** WORK REQUEST **
The lines from the top of the data down to the line with "of the sleeping" should be repeated exactly, both ends included.

--- MATERIAL PROVIDED Enclosed Below ---

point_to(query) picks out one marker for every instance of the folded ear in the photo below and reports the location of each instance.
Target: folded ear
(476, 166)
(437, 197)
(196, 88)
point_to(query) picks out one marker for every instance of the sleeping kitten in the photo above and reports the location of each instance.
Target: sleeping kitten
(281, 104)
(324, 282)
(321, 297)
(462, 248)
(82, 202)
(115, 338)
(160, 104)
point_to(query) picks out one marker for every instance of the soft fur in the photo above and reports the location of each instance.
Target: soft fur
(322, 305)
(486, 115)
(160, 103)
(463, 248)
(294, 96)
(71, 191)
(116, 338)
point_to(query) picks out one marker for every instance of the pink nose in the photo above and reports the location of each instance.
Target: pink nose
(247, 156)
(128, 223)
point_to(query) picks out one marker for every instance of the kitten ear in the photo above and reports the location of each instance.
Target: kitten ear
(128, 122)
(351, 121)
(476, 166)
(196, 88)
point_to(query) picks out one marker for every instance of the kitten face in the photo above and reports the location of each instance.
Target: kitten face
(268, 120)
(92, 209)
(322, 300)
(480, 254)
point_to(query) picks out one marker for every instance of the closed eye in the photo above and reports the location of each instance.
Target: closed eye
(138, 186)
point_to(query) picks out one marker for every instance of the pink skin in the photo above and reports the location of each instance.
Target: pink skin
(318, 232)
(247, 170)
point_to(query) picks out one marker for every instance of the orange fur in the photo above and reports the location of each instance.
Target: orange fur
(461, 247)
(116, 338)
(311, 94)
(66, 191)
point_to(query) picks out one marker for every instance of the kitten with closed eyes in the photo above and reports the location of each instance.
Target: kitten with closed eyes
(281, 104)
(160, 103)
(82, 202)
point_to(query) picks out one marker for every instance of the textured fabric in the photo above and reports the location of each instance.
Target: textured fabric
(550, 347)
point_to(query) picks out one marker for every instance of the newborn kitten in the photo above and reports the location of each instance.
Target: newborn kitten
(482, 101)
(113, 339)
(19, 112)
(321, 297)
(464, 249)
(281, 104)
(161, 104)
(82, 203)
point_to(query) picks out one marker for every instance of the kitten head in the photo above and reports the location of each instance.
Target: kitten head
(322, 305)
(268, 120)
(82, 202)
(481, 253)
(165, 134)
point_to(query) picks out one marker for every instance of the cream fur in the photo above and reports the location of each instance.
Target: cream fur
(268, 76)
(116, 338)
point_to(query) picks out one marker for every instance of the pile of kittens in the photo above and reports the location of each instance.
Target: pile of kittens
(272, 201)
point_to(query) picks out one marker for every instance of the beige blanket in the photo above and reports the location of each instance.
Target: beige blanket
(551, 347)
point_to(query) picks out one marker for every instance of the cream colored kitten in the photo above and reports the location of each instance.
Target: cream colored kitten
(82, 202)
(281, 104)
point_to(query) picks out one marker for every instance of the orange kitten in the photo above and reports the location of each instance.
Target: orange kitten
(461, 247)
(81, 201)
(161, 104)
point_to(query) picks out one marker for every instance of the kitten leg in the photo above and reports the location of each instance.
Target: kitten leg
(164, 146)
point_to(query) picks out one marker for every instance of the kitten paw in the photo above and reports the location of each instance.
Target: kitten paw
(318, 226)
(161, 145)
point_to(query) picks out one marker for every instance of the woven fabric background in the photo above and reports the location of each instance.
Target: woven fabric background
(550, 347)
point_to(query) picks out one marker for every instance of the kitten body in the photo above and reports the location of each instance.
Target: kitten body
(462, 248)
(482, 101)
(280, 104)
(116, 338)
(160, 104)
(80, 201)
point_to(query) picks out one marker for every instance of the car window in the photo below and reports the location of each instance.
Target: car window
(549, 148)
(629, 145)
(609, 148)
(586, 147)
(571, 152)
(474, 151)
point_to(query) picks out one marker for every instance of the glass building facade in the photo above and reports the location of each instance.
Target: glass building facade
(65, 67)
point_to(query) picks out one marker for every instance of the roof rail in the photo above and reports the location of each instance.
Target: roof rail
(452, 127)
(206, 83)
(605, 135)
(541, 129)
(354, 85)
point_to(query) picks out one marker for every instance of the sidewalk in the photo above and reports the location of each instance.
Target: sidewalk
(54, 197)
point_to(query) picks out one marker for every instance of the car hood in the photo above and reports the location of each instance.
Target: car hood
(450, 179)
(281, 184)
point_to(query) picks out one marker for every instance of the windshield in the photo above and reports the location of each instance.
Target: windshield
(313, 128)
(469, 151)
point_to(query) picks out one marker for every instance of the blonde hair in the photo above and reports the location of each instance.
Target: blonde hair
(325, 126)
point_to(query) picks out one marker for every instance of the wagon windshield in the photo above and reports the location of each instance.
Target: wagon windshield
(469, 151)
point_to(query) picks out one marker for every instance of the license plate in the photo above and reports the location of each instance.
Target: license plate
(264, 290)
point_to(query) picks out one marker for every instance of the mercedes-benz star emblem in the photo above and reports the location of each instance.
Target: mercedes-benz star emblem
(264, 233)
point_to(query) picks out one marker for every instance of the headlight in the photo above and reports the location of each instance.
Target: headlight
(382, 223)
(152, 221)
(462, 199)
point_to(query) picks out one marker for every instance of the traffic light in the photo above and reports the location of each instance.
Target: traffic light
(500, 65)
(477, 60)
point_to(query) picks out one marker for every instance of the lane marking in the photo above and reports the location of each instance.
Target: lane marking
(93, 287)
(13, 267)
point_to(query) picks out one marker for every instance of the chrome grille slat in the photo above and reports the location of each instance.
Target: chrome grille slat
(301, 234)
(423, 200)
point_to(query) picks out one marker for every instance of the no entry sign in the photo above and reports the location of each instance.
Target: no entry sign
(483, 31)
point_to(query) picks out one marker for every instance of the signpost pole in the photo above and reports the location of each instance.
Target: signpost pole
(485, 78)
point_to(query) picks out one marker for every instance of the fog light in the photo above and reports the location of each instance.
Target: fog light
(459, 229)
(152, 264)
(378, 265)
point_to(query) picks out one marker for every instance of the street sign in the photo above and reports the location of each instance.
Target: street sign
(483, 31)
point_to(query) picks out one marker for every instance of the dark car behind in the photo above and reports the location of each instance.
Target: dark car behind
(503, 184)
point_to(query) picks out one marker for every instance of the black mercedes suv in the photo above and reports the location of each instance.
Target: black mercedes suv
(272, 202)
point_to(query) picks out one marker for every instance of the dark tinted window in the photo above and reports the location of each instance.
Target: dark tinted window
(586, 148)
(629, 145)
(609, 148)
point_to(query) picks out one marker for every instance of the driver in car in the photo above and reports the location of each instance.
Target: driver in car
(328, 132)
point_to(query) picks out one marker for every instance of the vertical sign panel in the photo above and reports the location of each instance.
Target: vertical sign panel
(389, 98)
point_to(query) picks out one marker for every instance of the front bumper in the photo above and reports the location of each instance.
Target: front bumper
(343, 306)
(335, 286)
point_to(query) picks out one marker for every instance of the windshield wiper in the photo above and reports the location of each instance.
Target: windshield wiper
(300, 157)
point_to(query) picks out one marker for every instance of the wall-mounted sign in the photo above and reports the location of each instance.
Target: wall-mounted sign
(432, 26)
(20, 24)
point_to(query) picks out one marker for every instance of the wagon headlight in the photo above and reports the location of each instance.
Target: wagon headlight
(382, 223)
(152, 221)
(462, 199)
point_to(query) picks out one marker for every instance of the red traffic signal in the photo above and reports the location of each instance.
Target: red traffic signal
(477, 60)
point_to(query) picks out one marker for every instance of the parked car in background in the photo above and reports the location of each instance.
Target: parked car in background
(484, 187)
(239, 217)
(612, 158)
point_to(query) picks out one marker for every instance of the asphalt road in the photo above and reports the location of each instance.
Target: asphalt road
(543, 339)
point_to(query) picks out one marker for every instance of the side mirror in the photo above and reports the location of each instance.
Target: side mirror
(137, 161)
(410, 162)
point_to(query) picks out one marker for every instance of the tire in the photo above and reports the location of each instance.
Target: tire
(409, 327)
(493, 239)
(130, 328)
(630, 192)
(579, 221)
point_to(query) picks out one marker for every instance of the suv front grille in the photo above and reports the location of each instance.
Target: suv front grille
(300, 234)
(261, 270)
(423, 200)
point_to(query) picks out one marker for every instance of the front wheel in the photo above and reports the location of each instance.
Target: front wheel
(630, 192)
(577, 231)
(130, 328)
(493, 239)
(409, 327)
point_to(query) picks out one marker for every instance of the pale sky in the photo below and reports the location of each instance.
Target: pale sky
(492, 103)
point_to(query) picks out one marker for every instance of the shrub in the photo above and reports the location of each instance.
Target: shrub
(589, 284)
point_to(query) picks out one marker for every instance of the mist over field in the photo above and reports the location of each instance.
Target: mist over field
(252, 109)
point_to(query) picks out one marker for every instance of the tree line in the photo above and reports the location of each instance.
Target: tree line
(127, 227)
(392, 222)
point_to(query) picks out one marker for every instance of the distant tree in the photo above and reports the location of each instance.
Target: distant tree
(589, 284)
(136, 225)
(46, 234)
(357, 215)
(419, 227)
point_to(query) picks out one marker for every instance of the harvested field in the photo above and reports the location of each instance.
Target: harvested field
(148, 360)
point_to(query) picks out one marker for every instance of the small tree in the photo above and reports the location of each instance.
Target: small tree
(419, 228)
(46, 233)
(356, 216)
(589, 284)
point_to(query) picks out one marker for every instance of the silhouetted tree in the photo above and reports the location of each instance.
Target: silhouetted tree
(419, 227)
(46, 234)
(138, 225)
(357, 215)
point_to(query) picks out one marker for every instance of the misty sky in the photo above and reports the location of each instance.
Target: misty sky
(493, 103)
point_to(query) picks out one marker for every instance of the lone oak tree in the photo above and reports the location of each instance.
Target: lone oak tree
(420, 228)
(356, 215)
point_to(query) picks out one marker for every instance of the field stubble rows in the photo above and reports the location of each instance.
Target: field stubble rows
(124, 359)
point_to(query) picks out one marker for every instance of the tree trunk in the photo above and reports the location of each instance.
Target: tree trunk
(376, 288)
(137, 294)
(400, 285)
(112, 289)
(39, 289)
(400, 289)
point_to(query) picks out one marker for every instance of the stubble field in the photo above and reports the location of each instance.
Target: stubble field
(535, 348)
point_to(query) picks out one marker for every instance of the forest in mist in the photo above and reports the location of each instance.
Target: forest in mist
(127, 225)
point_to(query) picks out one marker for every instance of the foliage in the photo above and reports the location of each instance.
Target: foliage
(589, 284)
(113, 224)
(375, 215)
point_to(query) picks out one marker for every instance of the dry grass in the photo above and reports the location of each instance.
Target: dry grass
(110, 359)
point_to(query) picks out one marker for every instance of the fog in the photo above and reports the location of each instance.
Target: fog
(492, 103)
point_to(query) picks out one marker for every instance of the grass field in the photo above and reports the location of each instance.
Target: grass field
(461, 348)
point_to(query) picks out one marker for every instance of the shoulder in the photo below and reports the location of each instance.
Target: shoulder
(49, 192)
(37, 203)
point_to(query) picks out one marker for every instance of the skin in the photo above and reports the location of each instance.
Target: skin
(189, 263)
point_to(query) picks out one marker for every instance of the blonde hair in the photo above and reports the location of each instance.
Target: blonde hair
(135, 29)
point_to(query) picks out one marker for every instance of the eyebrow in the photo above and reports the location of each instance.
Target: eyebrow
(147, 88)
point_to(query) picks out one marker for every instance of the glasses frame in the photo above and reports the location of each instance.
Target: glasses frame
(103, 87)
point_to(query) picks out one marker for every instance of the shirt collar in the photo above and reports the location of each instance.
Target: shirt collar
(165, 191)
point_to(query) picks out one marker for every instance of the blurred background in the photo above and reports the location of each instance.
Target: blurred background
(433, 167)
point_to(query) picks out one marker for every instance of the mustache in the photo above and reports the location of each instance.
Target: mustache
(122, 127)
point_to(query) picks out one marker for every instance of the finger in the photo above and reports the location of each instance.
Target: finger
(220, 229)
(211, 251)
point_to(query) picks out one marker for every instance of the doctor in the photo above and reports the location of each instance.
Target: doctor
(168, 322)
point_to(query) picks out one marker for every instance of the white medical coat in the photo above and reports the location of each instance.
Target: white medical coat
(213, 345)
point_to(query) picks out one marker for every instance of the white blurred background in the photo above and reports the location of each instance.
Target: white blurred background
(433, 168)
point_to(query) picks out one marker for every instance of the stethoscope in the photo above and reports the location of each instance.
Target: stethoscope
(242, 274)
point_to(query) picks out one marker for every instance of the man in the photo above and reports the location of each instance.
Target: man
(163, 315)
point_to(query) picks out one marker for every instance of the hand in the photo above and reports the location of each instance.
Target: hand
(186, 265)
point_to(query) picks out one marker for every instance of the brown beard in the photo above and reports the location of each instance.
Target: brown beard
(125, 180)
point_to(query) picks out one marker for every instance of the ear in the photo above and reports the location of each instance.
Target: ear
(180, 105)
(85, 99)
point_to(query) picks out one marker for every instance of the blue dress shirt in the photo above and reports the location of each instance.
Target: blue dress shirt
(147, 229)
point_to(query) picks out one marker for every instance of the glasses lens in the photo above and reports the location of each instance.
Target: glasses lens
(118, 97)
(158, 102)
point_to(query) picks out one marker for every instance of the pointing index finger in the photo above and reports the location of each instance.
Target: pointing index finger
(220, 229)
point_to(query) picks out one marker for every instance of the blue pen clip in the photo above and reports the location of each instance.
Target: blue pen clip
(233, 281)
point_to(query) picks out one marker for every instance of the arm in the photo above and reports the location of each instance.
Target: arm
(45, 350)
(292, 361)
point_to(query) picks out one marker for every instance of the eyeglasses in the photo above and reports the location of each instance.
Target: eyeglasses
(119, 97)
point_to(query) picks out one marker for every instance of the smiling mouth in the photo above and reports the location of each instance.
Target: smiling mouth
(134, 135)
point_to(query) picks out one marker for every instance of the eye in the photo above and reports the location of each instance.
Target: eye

--- End of Enclosed MATERIAL PROVIDED ---

** SOLVED PROBLEM **
point_to(query) picks out one marker for every instance of the folded ear in the photo below and reports the location of each instance.
Target: folded ear
(476, 166)
(437, 197)
(196, 88)
point_to(query) picks out one marker for every instance of the sleeping kitten in the photo above and reports the location of each instance.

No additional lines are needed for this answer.